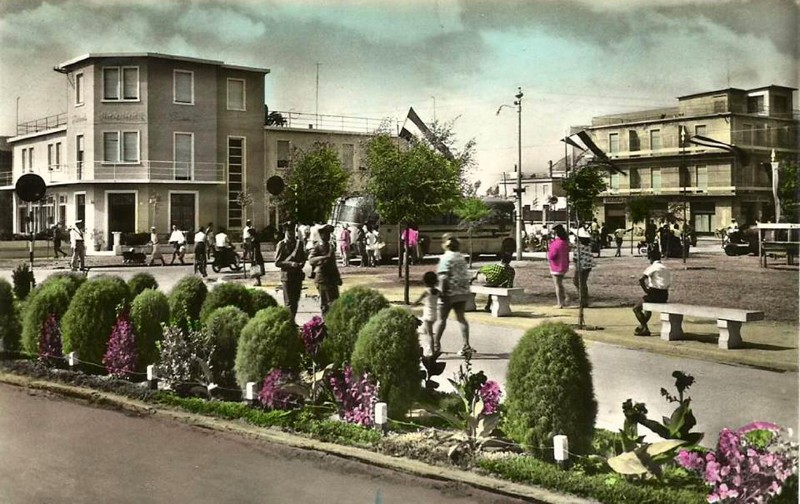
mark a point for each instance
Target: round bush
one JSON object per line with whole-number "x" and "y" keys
{"x": 227, "y": 294}
{"x": 140, "y": 282}
{"x": 269, "y": 341}
{"x": 549, "y": 390}
{"x": 222, "y": 330}
{"x": 388, "y": 349}
{"x": 53, "y": 296}
{"x": 10, "y": 327}
{"x": 344, "y": 320}
{"x": 148, "y": 311}
{"x": 260, "y": 299}
{"x": 186, "y": 298}
{"x": 87, "y": 324}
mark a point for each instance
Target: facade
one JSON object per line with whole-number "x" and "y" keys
{"x": 153, "y": 140}
{"x": 715, "y": 184}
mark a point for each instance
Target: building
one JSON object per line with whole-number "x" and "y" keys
{"x": 718, "y": 181}
{"x": 151, "y": 139}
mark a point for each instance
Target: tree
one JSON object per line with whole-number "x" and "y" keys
{"x": 472, "y": 212}
{"x": 582, "y": 186}
{"x": 410, "y": 185}
{"x": 315, "y": 180}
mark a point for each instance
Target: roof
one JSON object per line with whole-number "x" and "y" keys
{"x": 65, "y": 66}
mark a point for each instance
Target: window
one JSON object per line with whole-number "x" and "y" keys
{"x": 79, "y": 89}
{"x": 121, "y": 83}
{"x": 613, "y": 143}
{"x": 655, "y": 179}
{"x": 283, "y": 153}
{"x": 348, "y": 155}
{"x": 183, "y": 155}
{"x": 636, "y": 179}
{"x": 183, "y": 87}
{"x": 701, "y": 177}
{"x": 236, "y": 94}
{"x": 655, "y": 139}
{"x": 633, "y": 141}
{"x": 126, "y": 151}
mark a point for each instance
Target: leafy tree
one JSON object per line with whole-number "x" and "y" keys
{"x": 472, "y": 212}
{"x": 411, "y": 185}
{"x": 315, "y": 180}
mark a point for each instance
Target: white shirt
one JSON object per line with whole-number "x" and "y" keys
{"x": 658, "y": 276}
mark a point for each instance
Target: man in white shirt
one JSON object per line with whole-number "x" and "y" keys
{"x": 655, "y": 282}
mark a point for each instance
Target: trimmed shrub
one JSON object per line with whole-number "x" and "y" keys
{"x": 387, "y": 349}
{"x": 227, "y": 294}
{"x": 149, "y": 310}
{"x": 53, "y": 296}
{"x": 186, "y": 298}
{"x": 140, "y": 282}
{"x": 269, "y": 341}
{"x": 10, "y": 328}
{"x": 344, "y": 320}
{"x": 86, "y": 326}
{"x": 222, "y": 331}
{"x": 261, "y": 299}
{"x": 549, "y": 391}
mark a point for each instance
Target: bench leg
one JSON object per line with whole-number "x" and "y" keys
{"x": 470, "y": 306}
{"x": 500, "y": 306}
{"x": 671, "y": 326}
{"x": 730, "y": 334}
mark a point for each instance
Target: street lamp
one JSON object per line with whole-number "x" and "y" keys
{"x": 519, "y": 190}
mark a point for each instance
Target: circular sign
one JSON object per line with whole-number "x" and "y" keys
{"x": 275, "y": 185}
{"x": 30, "y": 187}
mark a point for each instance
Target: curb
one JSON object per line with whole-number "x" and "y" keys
{"x": 416, "y": 468}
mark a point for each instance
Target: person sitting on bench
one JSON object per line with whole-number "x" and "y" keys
{"x": 655, "y": 282}
{"x": 496, "y": 275}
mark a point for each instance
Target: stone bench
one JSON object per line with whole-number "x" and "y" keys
{"x": 500, "y": 297}
{"x": 729, "y": 321}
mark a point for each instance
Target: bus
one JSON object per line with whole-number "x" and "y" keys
{"x": 494, "y": 236}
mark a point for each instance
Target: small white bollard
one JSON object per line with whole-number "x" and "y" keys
{"x": 250, "y": 392}
{"x": 560, "y": 448}
{"x": 381, "y": 416}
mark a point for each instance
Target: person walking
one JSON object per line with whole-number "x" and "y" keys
{"x": 430, "y": 298}
{"x": 178, "y": 241}
{"x": 57, "y": 240}
{"x": 655, "y": 282}
{"x": 200, "y": 259}
{"x": 290, "y": 256}
{"x": 77, "y": 243}
{"x": 257, "y": 256}
{"x": 584, "y": 263}
{"x": 454, "y": 281}
{"x": 558, "y": 258}
{"x": 326, "y": 274}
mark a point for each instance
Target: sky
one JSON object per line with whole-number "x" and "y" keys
{"x": 453, "y": 61}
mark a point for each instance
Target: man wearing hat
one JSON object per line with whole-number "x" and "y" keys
{"x": 326, "y": 273}
{"x": 77, "y": 244}
{"x": 290, "y": 256}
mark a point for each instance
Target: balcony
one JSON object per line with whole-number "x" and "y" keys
{"x": 144, "y": 171}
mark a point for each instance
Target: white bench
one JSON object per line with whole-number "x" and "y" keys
{"x": 729, "y": 321}
{"x": 500, "y": 297}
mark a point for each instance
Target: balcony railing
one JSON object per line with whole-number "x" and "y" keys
{"x": 42, "y": 124}
{"x": 144, "y": 171}
{"x": 327, "y": 122}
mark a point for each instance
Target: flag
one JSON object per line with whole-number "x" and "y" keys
{"x": 414, "y": 129}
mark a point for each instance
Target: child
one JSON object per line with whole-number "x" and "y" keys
{"x": 430, "y": 308}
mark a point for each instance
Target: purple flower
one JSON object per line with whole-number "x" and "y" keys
{"x": 313, "y": 333}
{"x": 490, "y": 395}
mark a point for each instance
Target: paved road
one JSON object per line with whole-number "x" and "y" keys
{"x": 723, "y": 395}
{"x": 60, "y": 451}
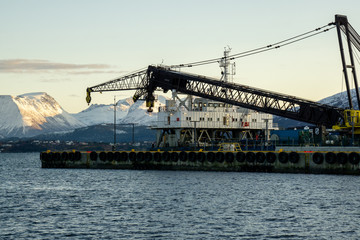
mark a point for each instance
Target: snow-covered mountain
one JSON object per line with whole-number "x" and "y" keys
{"x": 341, "y": 100}
{"x": 126, "y": 112}
{"x": 32, "y": 114}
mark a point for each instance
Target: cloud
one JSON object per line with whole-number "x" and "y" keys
{"x": 31, "y": 65}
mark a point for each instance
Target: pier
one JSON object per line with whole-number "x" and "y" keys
{"x": 319, "y": 162}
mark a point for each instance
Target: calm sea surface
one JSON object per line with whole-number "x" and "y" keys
{"x": 38, "y": 203}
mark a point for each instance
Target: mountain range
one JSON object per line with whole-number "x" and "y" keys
{"x": 32, "y": 114}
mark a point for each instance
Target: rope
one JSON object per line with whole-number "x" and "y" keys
{"x": 262, "y": 49}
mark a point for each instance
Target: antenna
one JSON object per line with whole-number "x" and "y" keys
{"x": 227, "y": 68}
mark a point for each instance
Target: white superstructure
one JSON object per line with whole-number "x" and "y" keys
{"x": 204, "y": 122}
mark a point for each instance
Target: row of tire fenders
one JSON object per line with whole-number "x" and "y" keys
{"x": 229, "y": 157}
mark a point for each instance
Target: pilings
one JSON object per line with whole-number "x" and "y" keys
{"x": 246, "y": 161}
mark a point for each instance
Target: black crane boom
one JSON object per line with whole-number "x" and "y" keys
{"x": 236, "y": 94}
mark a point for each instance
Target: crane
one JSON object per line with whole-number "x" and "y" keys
{"x": 154, "y": 78}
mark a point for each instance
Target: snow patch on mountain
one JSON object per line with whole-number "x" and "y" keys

> [Prompt]: Could you return exactly the stretch of the data above that starts at the line with "Target: street lamp" and ends at the line with "Target: person walking", both lines included?

> [The answer]:
Target: street lamp
one JSON object per line with whole-number "x" and "y" keys
{"x": 519, "y": 190}
mark a point for each instance
Target: circular sign
one JSON object per line with whole-number "x" and "y" keys
{"x": 275, "y": 185}
{"x": 30, "y": 187}
mark a point for each instance
Target: curb
one JSON object per line with whole-number "x" and "y" keys
{"x": 416, "y": 468}
mark a point for each instance
Target: person sitting on bench
one JSON object per line with whole-number "x" and "y" keys
{"x": 655, "y": 282}
{"x": 496, "y": 275}
mark a point for each instance
Target: stone bench
one JSON object per line with whole-number "x" and "y" keys
{"x": 500, "y": 297}
{"x": 729, "y": 321}
mark a point for each instance
Target: bus
one JSON object per line with whole-number "x" and "y" keys
{"x": 494, "y": 236}
mark a point for each instance
Target: small white bollard
one JSON object per line with whole-number "x" and "y" keys
{"x": 250, "y": 392}
{"x": 560, "y": 448}
{"x": 381, "y": 416}
mark a point for each instance
Target: person walking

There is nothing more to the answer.